§ AVAILABLE RECORDS:
/---
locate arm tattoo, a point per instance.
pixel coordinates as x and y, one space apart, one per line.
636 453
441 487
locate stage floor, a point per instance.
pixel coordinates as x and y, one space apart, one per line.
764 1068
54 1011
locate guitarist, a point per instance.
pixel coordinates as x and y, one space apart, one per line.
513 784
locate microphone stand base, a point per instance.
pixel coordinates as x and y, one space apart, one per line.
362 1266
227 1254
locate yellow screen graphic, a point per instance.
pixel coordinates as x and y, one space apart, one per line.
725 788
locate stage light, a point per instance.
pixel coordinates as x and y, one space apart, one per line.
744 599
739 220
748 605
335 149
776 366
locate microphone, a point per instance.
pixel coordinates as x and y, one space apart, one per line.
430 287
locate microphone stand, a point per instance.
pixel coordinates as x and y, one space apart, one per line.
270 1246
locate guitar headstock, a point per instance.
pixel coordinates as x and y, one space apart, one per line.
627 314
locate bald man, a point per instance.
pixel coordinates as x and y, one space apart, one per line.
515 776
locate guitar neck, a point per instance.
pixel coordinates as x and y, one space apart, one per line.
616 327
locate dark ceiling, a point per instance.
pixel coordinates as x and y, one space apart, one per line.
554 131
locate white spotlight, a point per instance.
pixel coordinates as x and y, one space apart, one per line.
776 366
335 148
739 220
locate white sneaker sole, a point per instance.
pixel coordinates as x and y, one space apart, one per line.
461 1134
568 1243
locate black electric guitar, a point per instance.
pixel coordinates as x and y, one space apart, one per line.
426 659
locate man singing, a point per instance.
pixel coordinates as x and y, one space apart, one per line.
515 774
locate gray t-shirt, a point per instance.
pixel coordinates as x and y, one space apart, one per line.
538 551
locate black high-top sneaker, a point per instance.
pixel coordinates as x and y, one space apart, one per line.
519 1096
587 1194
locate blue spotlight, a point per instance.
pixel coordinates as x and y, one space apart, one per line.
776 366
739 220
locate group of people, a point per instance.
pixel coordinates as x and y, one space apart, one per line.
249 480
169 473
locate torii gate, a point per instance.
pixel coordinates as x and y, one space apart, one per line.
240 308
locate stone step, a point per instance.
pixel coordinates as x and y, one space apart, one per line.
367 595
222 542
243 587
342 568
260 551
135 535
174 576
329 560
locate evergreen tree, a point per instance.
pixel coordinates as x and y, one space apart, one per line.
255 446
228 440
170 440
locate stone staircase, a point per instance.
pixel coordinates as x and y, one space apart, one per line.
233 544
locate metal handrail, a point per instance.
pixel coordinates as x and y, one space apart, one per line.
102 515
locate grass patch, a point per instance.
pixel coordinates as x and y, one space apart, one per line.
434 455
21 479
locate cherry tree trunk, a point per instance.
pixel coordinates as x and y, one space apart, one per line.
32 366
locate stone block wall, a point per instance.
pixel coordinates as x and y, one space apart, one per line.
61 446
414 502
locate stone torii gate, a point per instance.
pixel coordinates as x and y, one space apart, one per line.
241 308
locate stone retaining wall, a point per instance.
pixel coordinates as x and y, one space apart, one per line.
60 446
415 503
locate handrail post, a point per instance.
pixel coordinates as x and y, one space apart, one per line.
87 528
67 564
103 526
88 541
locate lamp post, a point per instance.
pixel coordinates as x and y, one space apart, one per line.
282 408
\---
§ REQUIRED TASK: Please quote every one of the lines above word for word, changing nothing.

§ TASK OUTPUT:
locate arm tattoo, a point per instance.
pixel coordinates as x and y, one space apart, one per line.
636 453
441 487
locate stage floor, a point per instance.
pixel coordinates as x and y, one space apart, one per line.
764 1068
54 1011
locate guitarist, a point per instance.
pixel coordinates as x and y, one space apart, one per line.
513 784
locate microphone stand base, a point per instance.
pixel coordinates as x and y, one space apart, one per line.
362 1266
227 1254
locate yellow screen graphic, a point per instance.
pixel coordinates as x and y, one space apart, one per line.
725 788
locate stage light, a point per instance.
pixel coordinates as x and y, one space apart, one per line.
744 599
739 220
748 605
335 149
776 366
locate microphone, a point per instance.
pixel coordinates as x and y, one space apart, one per line.
430 287
locate microphone stand, a point per instance.
pixel coordinates as x and y, one space apart, one per line.
270 1246
locate guitar headstock, a point per instance.
pixel coordinates as x and y, one space apart, one per line.
627 314
locate bald man, a point per instance.
pixel coordinates as x and y, one space apart, one per line.
515 776
locate guitar neck, a point per instance.
pixel coordinates as x and y, one space apart, one per line.
616 327
locate dark ceiling, a point per instance.
pixel coordinates as x and y, one space apart, one per line.
554 131
locate white spotlight, a point per instance.
pixel coordinates as x and y, one space apart, one per line.
776 366
335 148
739 220
locate white sneaker sole, a point per instance.
pixel coordinates as x and y, one space apart, one per line.
461 1134
568 1243
locate black electric guitar, a point per instance.
pixel coordinates as x and y, one space apart, one per line.
426 659
locate man singing, a point per instance.
pixel coordinates as x and y, one space apart, one per line.
515 774
locate gray t-shirt, a point per instance.
pixel coordinates as x and y, one space apart, one per line.
538 551
locate black high-top sneaker, a point per instance.
pixel coordinates as x and y, one space apart, one per line.
519 1096
587 1194
locate blue spotlight, a point per instance.
pixel coordinates as x and y, one space apart, one per line.
776 366
739 220
locate group of people, a point per instance.
pixel coordinates as x and y, one space apart, one per line.
249 480
169 473
locate torii gate, a point per instance.
pixel coordinates as x and y, one space apart, one per line.
240 308
locate stone step, a point per instance.
pixel coordinates as x and y, one space apart, one per line.
367 595
222 542
243 587
342 568
260 551
135 535
174 576
329 560
locate evergreen tree, a point per instance.
pixel coordinates as x and y, one space apart, one per line.
255 446
228 440
170 440
locate stone staircase, a point per instance.
pixel coordinates as x and y, one space apart, one per line.
233 544
locate metal handrail, a point per instance.
pixel coordinates as x and y, one space apart, one per line.
102 515
locate grass patch, a point per instance.
pixel coordinates as x and y, one space apart, one per line.
434 455
21 479
locate cherry tree trunk, a point per instance.
pixel coordinates as x and y, one space apart, one per line.
32 366
locate stone block wall, a point per instance.
pixel coordinates as x and y, one space apart, one per line.
61 446
414 502
locate stone torii gate, a point per instance.
pixel coordinates as x and y, one space apart, one per line.
241 308
locate stone retaining wall, a point per instance.
pixel coordinates as x and y, one space apart, one per line.
60 446
415 503
locate handrail post, a point per instance.
pixel coordinates as x and y, one space apart, one per line.
87 528
67 564
103 526
88 541
locate lamp post, a point per instance.
pixel coordinates as x and y, one space apart, one per line.
282 408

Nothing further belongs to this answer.